§ YOUR GOAL
Lay out the lines below as a two-column CSV named instruction and output, with one row per line that gives a task. Put the task text and its answer each in a single quoted field, replacing line breaks with spaces.

— begin RECORDS SUPPLIED —

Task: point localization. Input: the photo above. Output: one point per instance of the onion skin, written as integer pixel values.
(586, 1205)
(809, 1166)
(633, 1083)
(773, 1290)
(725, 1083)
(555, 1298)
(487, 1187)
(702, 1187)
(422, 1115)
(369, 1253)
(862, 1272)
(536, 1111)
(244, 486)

— end RECORDS SUPPLIED —

§ SOLUTION FOR THIS EXERCISE
instruction,output
"Task: point localization. Input: the photo above. Output: one point per instance of the onion skin, written as integer pixel values.","(586, 1205) (809, 1166) (633, 1083) (773, 1290) (725, 1083) (555, 1298) (487, 1187) (702, 1187) (422, 1115) (369, 1253) (862, 1272) (536, 1111) (244, 486)"